Elaeagnus, Hawaii, lovage and Robert Duvall
Abundance: Monday 22 April 2024
A garden is a place of ghosts. Not all of them people, and few of them dead. If I’m out there - for a minute or a day - faces are called to mind, places revisited, moments recalled and relived.
Pruning the neighbours’ overhanging Elaeagnus ebbingei last week, revealed a couple of dozen small oval fruit in the tangle of branches. They aren’t much to write home about, if truth be told - to call them ‘astringent’ does them a kindness - but they’re ok, and the many birds that take them are most welcome.
I love Elaeagnus for two more substantial reasons. All Elaeagnus species take nitrogen from the air and use it to feed themselves, making the excess available in the soil for neighbouring plants, while the leaves of deciduous varieties also share their nitrogen as they decompose, wherever the wind drops them. One way or another, Elaeagnus nourish the garden and some of the creatures who live and pass through it.

_Dataset rows_
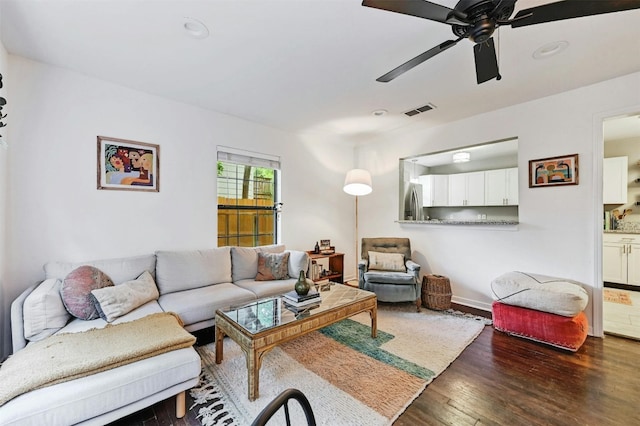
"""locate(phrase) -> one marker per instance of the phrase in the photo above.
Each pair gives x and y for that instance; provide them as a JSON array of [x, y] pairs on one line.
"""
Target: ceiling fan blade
[[417, 61], [570, 9], [486, 61], [419, 8]]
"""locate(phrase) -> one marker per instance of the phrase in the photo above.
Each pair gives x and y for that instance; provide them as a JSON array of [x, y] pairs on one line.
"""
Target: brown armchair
[[387, 270]]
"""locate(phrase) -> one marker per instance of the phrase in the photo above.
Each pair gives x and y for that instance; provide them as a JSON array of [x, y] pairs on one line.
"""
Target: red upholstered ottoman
[[556, 330], [542, 308]]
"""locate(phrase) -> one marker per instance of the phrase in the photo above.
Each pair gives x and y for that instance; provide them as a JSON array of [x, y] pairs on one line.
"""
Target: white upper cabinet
[[435, 190], [501, 187], [615, 176], [466, 189]]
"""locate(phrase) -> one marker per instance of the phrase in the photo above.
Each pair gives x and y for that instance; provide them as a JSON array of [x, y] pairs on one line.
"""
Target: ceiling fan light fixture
[[461, 157], [550, 49], [194, 28]]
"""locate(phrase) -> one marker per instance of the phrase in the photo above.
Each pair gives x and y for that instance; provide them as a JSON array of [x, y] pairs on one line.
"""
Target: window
[[248, 198]]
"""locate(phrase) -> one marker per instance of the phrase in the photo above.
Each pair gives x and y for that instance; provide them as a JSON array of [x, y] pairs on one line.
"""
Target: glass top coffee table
[[261, 325]]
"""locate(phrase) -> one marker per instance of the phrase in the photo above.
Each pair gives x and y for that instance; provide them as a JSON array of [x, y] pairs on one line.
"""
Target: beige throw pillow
[[387, 261], [113, 302], [273, 266]]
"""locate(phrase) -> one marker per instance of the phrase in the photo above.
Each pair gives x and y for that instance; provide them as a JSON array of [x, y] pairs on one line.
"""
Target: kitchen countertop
[[460, 222], [620, 231]]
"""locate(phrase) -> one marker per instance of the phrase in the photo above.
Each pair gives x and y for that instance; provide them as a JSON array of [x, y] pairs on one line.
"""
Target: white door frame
[[598, 155]]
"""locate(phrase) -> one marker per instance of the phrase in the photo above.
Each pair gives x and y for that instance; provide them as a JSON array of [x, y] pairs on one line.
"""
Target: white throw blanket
[[68, 356]]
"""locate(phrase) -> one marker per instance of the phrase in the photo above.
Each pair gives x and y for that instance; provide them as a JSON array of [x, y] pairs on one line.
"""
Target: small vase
[[302, 286]]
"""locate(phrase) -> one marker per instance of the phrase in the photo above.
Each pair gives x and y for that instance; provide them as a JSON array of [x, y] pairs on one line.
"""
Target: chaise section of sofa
[[190, 283]]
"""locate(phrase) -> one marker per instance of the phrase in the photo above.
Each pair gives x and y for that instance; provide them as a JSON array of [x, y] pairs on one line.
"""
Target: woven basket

_Directions for this task_
Reproduce the passage of the garden article word for word, starting at "Pruning the neighbours’" and ending at "pass through it.".

_Exercise response_
Pruning the neighbours’ overhanging Elaeagnus ebbingei last week, revealed a couple of dozen small oval fruit in the tangle of branches. They aren’t much to write home about, if truth be told - to call them ‘astringent’ does them a kindness - but they’re ok, and the many birds that take them are most welcome.
I love Elaeagnus for two more substantial reasons. All Elaeagnus species take nitrogen from the air and use it to feed themselves, making the excess available in the soil for neighbouring plants, while the leaves of deciduous varieties also share their nitrogen as they decompose, wherever the wind drops them. One way or another, Elaeagnus nourish the garden and some of the creatures who live and pass through it.